— begin Given records —

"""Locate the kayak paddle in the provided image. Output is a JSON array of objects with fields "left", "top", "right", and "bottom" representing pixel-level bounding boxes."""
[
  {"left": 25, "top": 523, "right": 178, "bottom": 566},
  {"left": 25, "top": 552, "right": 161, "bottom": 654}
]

— end Given records —

• **Your objective**:
Can you output every line of the items above as a Markdown table, leaving out blank lines, with a column named Row for the row number and a column named Line for the line itself?

• **Full answer**:
| Row | Line |
|---|---|
| 1 | """Locate the kayak paddle in the provided image. Output is a JSON array of objects with fields "left", "top", "right", and "bottom" representing pixel-level bounding boxes.""" |
| 2 | [ |
| 3 |   {"left": 25, "top": 523, "right": 178, "bottom": 566}, |
| 4 |   {"left": 25, "top": 552, "right": 161, "bottom": 654} |
| 5 | ] |